- DATASET
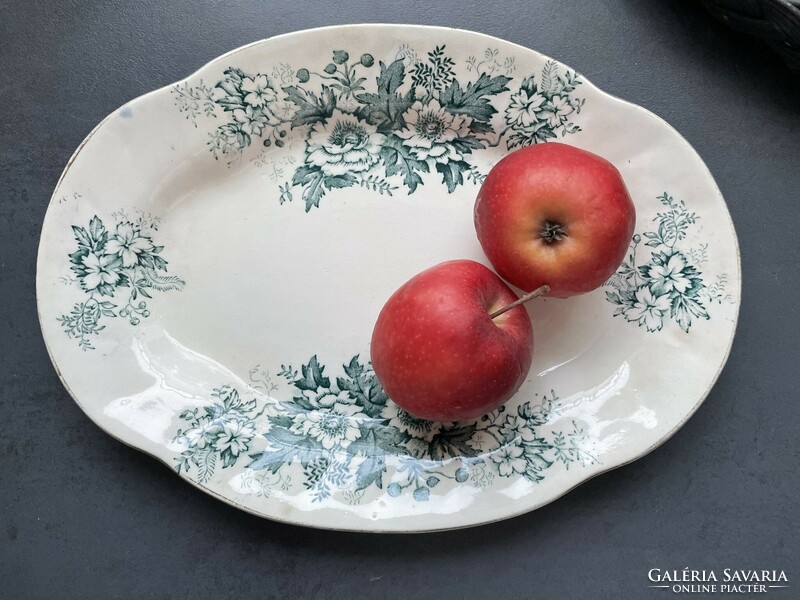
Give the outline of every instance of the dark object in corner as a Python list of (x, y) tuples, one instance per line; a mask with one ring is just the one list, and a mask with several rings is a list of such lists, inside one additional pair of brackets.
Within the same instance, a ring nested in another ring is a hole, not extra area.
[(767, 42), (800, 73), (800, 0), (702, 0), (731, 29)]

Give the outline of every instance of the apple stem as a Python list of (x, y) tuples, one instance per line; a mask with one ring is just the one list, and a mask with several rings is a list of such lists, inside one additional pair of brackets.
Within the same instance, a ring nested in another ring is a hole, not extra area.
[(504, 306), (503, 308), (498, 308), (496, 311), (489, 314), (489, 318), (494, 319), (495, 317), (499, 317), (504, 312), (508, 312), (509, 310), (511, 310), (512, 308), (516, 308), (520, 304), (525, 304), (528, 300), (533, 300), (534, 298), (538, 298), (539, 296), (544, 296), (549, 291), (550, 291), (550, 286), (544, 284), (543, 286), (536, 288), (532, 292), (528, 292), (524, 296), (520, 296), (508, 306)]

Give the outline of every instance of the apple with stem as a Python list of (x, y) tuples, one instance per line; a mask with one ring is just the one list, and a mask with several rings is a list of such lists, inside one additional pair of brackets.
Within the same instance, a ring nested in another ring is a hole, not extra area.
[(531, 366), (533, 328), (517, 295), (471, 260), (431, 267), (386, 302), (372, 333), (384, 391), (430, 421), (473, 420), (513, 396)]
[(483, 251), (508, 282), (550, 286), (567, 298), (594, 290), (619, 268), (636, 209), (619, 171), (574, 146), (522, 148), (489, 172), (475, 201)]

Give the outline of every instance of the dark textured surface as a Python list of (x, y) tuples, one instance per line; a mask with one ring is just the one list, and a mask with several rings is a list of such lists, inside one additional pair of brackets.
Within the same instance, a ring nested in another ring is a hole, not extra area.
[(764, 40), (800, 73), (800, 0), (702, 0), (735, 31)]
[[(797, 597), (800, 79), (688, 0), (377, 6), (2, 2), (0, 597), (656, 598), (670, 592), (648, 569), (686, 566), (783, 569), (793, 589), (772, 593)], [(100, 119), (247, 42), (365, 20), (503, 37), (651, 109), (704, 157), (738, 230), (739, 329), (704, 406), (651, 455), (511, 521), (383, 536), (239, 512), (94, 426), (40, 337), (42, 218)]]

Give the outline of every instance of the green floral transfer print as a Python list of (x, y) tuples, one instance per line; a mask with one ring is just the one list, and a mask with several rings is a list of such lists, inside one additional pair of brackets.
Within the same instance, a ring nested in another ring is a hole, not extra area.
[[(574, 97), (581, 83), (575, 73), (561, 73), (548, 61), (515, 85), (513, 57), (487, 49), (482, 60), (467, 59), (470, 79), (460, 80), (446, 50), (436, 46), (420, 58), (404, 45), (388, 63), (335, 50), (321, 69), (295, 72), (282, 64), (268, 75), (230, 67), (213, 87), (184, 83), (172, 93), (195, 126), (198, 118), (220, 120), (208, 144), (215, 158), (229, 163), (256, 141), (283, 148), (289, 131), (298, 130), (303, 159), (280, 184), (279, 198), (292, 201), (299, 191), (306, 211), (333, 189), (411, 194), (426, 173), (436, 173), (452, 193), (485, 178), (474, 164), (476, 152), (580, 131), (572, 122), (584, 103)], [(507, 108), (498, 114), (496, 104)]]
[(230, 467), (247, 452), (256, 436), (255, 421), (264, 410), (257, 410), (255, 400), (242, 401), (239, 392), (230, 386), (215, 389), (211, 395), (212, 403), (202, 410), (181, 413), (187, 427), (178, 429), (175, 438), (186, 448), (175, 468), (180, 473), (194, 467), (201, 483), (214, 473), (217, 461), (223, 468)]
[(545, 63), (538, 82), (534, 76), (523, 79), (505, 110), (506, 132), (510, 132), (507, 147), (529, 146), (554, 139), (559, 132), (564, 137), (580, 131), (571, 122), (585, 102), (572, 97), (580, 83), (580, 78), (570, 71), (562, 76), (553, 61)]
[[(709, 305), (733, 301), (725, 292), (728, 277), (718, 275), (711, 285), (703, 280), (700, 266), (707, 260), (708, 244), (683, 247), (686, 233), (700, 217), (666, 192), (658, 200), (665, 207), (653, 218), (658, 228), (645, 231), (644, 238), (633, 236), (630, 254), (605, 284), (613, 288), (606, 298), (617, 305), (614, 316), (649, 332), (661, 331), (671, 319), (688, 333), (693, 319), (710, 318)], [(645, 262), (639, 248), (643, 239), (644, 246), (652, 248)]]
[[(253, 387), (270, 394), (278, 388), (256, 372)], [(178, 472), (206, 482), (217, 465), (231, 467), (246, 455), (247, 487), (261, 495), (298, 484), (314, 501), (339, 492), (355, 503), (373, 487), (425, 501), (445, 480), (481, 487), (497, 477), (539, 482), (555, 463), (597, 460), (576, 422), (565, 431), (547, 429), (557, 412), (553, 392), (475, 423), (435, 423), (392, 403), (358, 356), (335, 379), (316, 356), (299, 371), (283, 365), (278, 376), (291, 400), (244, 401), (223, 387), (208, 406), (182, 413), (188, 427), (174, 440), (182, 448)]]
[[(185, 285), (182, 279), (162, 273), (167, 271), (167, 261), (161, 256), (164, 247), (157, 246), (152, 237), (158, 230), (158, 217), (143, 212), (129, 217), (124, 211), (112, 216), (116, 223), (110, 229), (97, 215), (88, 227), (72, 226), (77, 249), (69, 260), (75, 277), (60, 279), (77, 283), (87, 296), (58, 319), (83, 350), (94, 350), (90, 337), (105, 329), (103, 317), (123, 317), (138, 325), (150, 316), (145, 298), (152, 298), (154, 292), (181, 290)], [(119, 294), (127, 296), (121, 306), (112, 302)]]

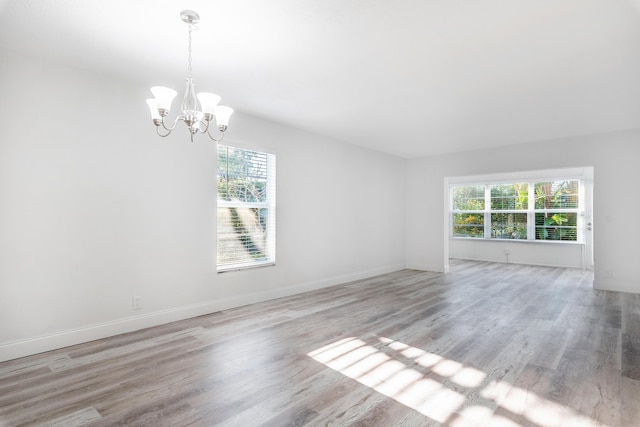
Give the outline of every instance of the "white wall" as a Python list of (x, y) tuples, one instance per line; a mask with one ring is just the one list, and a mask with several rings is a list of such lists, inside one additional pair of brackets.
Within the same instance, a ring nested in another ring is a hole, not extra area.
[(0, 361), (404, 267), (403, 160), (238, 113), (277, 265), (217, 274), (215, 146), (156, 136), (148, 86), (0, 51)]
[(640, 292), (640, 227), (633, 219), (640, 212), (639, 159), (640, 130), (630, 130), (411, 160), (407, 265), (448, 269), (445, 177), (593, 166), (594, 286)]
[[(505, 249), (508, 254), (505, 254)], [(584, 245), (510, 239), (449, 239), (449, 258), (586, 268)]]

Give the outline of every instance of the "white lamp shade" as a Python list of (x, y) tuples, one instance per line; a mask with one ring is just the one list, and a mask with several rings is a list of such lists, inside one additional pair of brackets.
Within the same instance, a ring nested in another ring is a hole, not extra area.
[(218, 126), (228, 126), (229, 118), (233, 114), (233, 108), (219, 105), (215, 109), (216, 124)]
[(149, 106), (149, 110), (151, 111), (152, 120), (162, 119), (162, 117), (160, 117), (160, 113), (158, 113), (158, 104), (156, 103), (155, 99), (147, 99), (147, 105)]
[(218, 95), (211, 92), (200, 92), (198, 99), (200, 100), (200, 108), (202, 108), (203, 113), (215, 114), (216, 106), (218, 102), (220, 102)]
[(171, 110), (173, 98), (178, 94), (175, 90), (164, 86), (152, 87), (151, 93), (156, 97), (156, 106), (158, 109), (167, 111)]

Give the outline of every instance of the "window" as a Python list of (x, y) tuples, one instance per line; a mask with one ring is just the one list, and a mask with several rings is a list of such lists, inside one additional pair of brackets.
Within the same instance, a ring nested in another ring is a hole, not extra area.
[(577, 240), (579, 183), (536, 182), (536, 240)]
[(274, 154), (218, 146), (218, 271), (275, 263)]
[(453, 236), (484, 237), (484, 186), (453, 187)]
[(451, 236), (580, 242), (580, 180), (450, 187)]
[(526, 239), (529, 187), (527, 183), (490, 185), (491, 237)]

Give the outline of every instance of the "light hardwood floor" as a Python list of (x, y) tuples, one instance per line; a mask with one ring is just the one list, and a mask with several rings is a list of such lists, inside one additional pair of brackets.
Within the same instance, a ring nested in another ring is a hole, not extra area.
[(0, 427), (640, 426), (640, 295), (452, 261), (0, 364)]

--

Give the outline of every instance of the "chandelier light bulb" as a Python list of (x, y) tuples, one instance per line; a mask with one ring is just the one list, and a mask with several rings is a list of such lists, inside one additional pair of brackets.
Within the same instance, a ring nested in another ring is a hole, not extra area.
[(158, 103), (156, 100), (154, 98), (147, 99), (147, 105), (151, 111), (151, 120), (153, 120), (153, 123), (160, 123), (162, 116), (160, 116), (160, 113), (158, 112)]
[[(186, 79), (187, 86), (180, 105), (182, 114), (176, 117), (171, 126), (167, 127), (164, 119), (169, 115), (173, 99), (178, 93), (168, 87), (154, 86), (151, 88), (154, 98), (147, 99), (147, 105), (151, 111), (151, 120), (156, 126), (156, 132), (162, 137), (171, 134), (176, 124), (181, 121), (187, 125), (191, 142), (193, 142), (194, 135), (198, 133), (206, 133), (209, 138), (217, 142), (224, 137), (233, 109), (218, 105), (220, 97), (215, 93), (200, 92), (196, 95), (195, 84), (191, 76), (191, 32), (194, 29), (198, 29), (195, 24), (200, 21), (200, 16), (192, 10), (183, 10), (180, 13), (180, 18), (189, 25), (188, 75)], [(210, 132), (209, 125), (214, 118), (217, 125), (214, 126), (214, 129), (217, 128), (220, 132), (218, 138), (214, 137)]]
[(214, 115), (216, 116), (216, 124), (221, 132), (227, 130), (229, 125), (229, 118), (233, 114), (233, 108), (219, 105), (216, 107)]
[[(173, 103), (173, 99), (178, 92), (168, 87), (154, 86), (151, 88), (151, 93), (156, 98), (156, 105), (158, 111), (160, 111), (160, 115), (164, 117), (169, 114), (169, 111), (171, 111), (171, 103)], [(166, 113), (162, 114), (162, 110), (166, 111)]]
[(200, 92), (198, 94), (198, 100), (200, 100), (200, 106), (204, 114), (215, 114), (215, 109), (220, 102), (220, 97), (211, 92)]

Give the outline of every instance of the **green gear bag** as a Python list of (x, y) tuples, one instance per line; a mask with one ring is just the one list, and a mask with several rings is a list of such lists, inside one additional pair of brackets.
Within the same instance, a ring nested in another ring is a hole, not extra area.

- WORK REQUIRED
From the material above, copy every line that has the word "dark" in it.

- TASK RESPONSE
Give the outline of every instance of the dark object in corner as a Python list of (x, y) tuples, one instance per line; a mask with one ring is just the one list, and a mask with several rings is a list of such lists, inside one additional pair of brackets.
Give the outline of every instance of the dark textured surface as a Python list of (x, y) tuples, one instance per line; a mask with one ring is just the one list, and a mask with several rings is a list of such lists, inside one additional pair of brackets.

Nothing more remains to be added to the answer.